This week we’re talking about non-metal miniatures. It’s all about plastics and resin this week. First up resin!
“So what is resin and how is it different from plastic?”
Resin can hold a great amount of detail and is considered superior to plastic in that aspect. There are, however, many downsides of working with resin. If not cast properly it can cause bubbles on the surface of the miniatures causing loss of detail. It is also, in my experience, very fragile. If you are going to file resin to remove mold lines it is very important that you take great care with this. Inhaling the dust can be toxic, you will want to wear a mask while doing this. You may also file or otherwise remove mold lines while holding the mini underwater to avoid inhalation or other accidental ingestion. This, however, does not seem very practical.
While most plastic minis just need to be washed to be ready for primer and paint resin is a little different. Mold release may stick more firmly to the miniature. There are several options for cleaning that have proven to be effective. Before using any of these methods it is strongly advised that you test it out on a piece of sprue or a mini of the same material that you don’t mind getting ruined if the process does not work.

- Available data
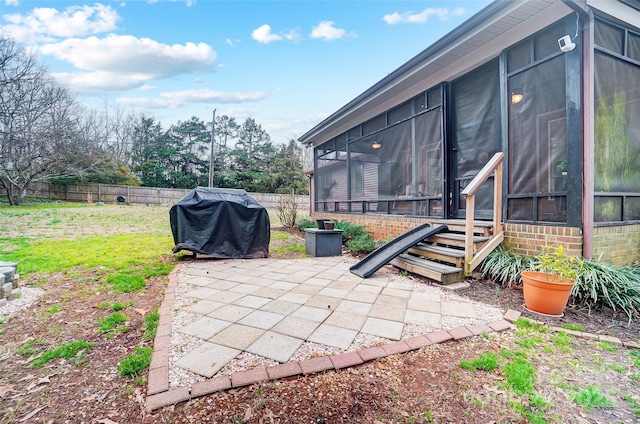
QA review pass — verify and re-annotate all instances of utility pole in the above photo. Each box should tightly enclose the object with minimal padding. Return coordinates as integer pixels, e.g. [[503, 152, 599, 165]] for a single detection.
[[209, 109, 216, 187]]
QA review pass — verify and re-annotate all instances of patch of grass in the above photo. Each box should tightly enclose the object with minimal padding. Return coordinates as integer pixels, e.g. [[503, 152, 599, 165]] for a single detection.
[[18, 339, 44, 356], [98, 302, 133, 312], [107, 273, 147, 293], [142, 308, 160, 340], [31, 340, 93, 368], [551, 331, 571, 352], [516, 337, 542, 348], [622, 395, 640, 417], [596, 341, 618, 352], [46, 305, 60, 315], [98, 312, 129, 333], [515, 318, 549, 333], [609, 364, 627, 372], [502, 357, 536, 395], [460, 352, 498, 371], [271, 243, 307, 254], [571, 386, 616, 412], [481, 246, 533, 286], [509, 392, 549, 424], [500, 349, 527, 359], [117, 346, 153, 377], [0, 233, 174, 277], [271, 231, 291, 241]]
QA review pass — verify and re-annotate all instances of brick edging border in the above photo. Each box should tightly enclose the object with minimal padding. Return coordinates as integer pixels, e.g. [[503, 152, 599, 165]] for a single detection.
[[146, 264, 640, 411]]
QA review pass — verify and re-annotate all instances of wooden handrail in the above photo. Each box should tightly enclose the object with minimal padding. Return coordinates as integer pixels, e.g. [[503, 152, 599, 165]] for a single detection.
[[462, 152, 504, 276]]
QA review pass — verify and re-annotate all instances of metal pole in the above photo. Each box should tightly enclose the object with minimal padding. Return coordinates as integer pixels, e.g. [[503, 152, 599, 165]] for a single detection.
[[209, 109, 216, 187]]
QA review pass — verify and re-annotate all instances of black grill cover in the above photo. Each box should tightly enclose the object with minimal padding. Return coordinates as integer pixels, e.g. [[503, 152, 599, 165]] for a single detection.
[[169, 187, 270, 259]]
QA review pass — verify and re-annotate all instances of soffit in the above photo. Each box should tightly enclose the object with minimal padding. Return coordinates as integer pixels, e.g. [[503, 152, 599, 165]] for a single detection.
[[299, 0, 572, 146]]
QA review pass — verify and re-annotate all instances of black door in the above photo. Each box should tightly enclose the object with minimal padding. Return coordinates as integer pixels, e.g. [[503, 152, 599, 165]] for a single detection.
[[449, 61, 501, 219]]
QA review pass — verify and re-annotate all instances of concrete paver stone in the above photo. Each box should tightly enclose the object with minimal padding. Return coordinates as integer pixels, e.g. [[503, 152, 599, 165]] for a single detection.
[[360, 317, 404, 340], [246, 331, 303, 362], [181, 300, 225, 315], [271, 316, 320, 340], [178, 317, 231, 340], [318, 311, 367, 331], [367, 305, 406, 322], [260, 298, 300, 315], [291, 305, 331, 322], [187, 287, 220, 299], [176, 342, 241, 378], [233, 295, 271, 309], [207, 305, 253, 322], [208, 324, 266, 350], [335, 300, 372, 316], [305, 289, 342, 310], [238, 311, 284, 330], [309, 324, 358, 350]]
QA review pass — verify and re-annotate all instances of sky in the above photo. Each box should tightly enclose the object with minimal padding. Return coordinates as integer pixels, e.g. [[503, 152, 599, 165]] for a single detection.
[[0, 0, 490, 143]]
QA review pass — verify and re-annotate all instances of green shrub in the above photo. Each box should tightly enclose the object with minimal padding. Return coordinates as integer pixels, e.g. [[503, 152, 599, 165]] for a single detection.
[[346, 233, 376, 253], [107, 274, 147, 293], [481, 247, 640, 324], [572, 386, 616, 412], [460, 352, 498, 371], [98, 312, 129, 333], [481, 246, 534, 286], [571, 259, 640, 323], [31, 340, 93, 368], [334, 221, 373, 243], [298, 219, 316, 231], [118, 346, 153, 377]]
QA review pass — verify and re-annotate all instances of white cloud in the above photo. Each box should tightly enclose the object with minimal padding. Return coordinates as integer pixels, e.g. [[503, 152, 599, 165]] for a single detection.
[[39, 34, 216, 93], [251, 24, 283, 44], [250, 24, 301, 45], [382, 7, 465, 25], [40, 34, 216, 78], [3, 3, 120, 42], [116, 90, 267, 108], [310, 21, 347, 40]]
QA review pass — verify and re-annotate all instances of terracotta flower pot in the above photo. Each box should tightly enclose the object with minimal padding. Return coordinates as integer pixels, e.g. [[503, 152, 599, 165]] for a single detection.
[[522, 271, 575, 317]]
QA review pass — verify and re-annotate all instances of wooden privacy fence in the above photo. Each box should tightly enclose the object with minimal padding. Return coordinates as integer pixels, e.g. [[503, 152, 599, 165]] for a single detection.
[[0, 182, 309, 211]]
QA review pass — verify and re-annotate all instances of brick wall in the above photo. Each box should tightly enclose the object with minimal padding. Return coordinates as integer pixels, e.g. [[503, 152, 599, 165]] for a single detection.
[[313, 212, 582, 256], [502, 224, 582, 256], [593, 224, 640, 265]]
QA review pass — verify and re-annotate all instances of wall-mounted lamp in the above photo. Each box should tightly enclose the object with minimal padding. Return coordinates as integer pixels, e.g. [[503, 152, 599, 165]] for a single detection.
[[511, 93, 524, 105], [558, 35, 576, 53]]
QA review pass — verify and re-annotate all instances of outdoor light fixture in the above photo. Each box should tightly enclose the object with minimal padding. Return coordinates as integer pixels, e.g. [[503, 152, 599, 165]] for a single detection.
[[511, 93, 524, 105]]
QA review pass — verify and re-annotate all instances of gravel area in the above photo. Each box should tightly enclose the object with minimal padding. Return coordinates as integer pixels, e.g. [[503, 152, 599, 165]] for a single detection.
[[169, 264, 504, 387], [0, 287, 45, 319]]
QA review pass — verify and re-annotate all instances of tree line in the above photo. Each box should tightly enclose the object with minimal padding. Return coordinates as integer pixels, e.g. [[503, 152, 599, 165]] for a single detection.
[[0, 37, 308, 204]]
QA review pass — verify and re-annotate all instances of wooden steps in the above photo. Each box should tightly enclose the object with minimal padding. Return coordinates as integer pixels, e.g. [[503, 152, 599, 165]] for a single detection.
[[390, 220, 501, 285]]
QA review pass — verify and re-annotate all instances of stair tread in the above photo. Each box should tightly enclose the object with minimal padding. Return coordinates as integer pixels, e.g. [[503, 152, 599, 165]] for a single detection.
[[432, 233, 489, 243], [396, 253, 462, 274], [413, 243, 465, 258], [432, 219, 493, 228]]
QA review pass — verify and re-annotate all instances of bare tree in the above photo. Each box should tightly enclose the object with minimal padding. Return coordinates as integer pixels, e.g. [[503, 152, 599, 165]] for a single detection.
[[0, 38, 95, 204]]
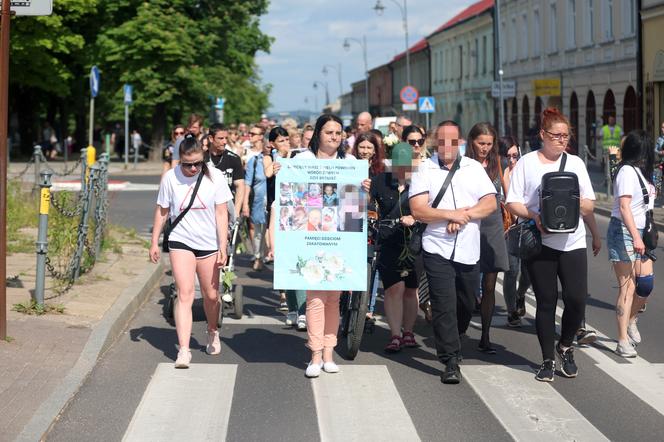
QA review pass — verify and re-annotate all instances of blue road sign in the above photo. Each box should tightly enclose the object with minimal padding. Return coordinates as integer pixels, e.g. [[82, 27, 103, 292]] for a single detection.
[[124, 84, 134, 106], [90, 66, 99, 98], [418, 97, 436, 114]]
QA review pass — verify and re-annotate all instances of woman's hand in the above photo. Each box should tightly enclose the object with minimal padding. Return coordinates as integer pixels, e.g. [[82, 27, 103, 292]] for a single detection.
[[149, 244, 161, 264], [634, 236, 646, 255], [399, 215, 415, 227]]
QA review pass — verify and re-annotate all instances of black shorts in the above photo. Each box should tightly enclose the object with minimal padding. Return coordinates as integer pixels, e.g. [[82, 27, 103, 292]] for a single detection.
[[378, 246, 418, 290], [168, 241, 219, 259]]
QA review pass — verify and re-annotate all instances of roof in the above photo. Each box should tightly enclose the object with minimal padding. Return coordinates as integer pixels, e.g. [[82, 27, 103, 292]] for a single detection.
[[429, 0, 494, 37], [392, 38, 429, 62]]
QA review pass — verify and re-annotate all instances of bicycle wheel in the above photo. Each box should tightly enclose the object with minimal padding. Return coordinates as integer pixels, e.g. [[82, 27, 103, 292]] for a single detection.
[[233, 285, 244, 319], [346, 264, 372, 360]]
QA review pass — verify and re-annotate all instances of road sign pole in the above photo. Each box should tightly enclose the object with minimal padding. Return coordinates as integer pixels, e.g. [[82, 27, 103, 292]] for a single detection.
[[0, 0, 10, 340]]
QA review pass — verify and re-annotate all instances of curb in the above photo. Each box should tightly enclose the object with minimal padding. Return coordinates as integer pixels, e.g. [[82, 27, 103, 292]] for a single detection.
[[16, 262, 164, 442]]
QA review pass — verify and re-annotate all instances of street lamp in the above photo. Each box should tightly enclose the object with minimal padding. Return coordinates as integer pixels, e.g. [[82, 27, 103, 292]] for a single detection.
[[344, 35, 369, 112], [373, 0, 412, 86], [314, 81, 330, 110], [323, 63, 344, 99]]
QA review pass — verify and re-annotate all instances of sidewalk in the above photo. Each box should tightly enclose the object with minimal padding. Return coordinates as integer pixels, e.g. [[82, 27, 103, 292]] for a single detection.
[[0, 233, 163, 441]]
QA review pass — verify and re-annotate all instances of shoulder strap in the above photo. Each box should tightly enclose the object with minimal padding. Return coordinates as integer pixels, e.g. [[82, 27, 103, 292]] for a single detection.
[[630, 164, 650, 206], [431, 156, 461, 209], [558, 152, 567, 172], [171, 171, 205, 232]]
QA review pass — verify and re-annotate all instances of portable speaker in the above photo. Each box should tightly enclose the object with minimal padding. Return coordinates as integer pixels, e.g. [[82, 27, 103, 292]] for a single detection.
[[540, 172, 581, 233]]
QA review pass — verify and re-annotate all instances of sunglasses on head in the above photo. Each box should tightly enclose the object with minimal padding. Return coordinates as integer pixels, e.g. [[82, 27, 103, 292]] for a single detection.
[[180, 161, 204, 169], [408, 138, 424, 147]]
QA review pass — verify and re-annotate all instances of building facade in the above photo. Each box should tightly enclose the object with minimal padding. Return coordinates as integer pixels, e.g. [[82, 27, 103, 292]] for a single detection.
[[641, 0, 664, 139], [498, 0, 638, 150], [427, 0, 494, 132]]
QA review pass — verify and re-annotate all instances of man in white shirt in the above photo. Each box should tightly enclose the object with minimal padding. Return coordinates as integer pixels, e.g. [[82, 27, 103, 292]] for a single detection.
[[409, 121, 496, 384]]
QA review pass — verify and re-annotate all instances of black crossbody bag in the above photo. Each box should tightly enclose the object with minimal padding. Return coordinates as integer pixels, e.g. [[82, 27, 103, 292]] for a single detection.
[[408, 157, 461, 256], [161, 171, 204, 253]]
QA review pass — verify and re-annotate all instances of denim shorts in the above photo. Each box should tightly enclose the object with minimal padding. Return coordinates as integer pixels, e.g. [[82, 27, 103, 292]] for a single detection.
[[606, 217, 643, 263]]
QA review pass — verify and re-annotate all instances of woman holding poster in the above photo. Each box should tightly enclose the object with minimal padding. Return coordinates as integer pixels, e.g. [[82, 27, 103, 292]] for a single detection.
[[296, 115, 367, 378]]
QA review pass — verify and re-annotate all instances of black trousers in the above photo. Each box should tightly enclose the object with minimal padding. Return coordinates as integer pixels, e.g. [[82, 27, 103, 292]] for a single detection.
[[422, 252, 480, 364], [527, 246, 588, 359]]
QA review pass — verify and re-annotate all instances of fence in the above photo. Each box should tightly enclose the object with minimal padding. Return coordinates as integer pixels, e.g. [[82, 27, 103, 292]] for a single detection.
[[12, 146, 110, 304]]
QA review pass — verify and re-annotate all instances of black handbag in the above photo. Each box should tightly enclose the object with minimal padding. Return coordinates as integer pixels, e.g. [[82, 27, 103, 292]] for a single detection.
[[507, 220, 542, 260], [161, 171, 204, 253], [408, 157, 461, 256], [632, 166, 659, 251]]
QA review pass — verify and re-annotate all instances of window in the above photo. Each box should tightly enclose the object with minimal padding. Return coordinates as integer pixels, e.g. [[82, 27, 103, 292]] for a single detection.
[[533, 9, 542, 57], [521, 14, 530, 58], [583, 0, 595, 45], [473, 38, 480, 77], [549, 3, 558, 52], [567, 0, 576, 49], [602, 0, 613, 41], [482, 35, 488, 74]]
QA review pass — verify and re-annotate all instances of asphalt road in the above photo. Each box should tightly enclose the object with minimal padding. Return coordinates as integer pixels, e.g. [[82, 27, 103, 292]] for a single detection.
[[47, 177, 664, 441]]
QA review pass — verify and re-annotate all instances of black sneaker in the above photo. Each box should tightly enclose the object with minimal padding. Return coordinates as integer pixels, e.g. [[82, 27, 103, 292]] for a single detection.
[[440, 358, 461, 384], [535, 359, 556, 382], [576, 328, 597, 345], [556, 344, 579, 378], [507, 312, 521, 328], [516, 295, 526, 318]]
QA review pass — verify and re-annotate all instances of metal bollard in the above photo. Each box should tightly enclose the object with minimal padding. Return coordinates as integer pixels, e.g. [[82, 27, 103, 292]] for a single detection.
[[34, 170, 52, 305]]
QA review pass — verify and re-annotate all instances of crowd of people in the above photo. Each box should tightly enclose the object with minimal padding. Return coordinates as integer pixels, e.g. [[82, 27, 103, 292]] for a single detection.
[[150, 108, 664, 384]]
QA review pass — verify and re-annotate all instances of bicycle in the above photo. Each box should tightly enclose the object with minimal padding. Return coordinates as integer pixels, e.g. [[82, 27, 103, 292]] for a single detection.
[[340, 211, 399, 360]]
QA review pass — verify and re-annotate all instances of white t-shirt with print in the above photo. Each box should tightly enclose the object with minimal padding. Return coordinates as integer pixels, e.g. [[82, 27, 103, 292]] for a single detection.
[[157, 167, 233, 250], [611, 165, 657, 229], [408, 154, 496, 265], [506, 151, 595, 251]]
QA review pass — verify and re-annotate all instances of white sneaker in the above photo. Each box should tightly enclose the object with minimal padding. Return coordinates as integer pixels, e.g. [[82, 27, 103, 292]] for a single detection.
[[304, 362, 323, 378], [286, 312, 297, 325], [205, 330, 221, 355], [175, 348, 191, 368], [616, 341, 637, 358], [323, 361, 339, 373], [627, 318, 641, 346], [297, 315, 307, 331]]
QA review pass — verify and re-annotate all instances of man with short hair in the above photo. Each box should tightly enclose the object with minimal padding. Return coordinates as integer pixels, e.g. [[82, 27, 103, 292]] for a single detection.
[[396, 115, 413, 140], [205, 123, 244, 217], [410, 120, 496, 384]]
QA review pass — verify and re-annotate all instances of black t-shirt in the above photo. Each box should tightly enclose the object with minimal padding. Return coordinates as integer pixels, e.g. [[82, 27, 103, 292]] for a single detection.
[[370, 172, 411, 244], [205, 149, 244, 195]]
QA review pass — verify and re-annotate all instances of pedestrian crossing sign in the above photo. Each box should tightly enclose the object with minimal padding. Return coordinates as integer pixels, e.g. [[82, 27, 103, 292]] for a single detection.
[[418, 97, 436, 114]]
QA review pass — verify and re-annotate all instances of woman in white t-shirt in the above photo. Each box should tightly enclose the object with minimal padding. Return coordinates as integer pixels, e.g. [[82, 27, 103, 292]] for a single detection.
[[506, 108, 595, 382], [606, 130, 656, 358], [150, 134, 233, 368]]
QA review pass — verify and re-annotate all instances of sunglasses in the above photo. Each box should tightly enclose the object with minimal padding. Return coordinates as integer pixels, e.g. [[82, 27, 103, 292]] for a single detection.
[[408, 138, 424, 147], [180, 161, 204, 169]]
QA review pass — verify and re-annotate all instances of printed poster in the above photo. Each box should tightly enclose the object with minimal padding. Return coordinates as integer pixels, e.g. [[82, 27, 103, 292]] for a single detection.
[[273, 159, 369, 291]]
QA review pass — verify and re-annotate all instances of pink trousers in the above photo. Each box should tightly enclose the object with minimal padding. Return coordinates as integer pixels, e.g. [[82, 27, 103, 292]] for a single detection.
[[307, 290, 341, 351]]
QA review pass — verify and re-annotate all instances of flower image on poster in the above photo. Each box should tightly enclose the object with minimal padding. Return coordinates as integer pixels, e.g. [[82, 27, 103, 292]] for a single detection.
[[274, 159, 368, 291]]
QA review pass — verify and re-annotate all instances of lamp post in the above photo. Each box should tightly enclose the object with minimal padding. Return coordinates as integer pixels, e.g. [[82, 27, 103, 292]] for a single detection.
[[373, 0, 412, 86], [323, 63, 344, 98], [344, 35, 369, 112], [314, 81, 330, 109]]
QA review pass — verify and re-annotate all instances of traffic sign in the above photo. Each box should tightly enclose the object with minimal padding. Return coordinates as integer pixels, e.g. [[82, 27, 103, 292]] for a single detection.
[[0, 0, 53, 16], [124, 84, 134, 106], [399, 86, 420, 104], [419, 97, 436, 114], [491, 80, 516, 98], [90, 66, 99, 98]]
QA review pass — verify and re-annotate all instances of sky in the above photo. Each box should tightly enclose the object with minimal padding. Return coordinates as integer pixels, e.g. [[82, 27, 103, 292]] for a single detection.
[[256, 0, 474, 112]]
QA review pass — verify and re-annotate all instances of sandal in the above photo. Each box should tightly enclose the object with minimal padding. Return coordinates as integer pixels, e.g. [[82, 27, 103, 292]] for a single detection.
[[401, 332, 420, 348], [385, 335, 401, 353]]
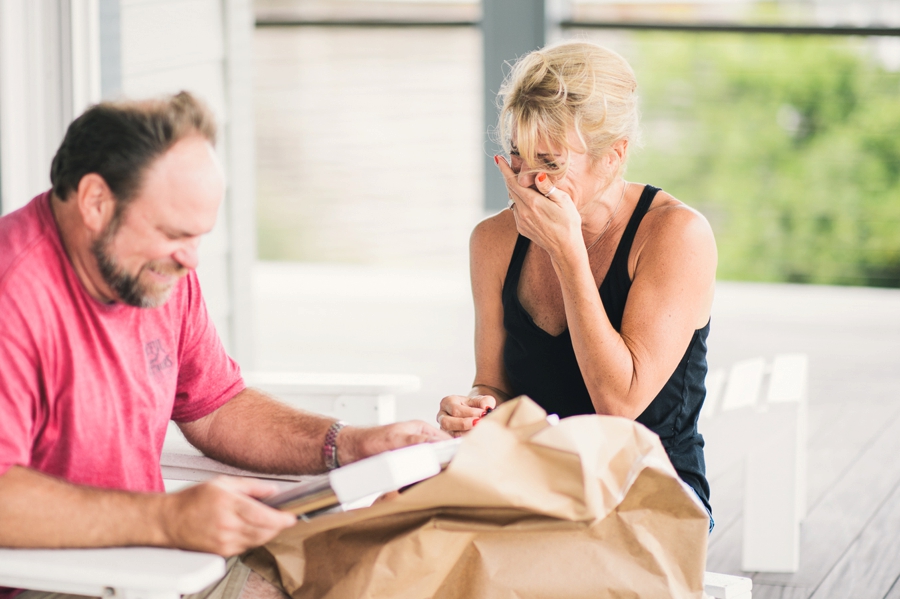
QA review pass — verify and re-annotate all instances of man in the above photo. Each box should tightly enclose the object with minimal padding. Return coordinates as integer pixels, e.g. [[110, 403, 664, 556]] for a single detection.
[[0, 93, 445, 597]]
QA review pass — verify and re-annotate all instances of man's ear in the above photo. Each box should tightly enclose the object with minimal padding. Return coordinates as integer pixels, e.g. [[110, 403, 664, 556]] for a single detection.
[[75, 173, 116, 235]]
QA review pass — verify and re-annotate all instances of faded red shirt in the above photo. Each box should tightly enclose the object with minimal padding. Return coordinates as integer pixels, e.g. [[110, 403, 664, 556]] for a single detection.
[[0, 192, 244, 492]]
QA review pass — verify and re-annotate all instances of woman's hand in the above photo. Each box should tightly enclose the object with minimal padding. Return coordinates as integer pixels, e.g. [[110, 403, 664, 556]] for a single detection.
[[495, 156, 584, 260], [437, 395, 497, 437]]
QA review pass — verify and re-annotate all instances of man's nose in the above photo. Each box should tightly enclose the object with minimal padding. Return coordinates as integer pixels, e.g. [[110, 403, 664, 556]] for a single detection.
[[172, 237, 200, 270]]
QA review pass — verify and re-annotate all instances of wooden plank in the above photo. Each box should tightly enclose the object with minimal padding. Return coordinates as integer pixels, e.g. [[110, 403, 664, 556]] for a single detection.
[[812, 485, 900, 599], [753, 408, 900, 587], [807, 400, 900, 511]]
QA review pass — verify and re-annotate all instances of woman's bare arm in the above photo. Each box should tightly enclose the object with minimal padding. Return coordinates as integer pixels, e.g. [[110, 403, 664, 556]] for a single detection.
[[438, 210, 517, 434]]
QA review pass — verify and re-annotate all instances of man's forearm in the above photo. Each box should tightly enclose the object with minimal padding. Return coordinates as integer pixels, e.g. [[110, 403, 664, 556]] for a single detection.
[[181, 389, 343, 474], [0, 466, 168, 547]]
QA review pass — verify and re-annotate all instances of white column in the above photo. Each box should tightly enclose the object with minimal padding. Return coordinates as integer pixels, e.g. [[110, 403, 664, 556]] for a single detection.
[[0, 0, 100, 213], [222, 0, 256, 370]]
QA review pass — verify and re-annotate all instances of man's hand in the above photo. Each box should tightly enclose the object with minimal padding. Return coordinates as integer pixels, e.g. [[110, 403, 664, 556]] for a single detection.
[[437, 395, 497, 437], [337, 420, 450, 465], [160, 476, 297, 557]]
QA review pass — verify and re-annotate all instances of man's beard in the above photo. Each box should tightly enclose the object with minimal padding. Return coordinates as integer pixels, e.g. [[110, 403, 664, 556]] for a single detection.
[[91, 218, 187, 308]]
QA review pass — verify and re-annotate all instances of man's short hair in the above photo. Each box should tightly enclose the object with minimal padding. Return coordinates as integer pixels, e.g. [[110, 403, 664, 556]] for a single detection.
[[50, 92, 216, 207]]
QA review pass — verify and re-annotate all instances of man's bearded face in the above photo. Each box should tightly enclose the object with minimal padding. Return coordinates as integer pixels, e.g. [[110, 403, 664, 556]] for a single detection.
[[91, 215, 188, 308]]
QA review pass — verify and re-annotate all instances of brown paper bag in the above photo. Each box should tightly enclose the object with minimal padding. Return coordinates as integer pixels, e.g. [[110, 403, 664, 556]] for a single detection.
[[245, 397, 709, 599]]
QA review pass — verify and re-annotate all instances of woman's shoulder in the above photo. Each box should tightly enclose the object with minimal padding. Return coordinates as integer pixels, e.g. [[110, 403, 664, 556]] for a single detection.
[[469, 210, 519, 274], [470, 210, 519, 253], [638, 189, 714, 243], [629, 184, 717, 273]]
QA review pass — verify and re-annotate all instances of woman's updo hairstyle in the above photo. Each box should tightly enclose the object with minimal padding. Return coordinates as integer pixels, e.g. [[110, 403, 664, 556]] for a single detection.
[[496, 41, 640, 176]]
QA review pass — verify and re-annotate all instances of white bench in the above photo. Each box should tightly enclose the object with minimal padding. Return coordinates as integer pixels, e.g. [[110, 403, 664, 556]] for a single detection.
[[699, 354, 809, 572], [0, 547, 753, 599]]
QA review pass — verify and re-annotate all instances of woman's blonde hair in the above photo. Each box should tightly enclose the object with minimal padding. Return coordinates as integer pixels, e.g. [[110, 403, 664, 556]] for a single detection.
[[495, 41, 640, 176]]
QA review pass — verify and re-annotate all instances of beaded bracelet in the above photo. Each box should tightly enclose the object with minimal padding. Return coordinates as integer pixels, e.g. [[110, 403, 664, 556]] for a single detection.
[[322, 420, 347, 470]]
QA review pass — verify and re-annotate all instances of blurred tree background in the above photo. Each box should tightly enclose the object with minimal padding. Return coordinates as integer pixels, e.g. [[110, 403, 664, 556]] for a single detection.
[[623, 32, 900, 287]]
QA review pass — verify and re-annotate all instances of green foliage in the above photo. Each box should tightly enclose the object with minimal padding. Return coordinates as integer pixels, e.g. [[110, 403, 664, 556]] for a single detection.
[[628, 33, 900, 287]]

- Study questions
- a) From the post on resin and plastic miniatures, copy out everything from "Resin can hold" down to "seem very practical.", swapping "mask" for "respirator".
- b) In the post on resin and plastic miniatures, list the downsides of working with resin that the paragraph beginning "Resin can hold a great amount of detail" names.
- c) Please carry on the post on resin and plastic miniatures from its last sentence.

- Responses
- a)
Resin can hold a great amount of detail and is considered superior to plastic in that aspect. There are, however, many downsides of working with resin. If not cast properly it can cause bubbles on the surface of the miniatures causing loss of detail. It is also, in my experience, very fragile. If you are going to file resin to remove mold lines it is very important that you take great care with this. Inhaling the dust can be toxic, you will want to wear a respirator while doing this. You may also file or otherwise remove mold lines while holding the mini underwater to avoid inhalation or other accidental ingestion. This, however, does not seem very practical.

- b)
- If not cast properly, resin can form bubbles on the surface of the miniatures, causing loss of detail.
- It is very fragile.
- Inhaling the dust from filing it can be toxic.

- c)
In my case I have found that if you soak the resin minis in white vinegar for a while, usually a few days for me, and then wash with soap and water it will generally remove the mold release. You may have to repeat the process to completely remove any residue. You may also soak it in Simple Green for a while and it should have the same effect. If you have access to an ultrasonic cleaner, one of those filled with some Simple Green will do it as well.
Once the mold release is removed thoroughly you can assemble and paint. As far as glue goes you will want to use an epoxy or super glue. Plastic glue will NOT work on resin as it is not a true plastic. For painting, you will still want to use a primer before painting.
There is one more thing that can be a downside of resin. It can be considerably more expensive than plastic and most metals. Resin casting is very labor intensive and the molds do not last as long as ones for plastic or metal. This results in a high cost over time. While miniatures made from resin can be inexpensive you have to remember a couple of things. First, the cheaper it is will probably speak to the quality you will be getting. Second, the larger the mini the higher the price.
“Resin sounds too fiddly and expensive for me, what about plastics?”
There are two big plastics, that we’ll talk about, used in making miniatures: ABS and HIPS.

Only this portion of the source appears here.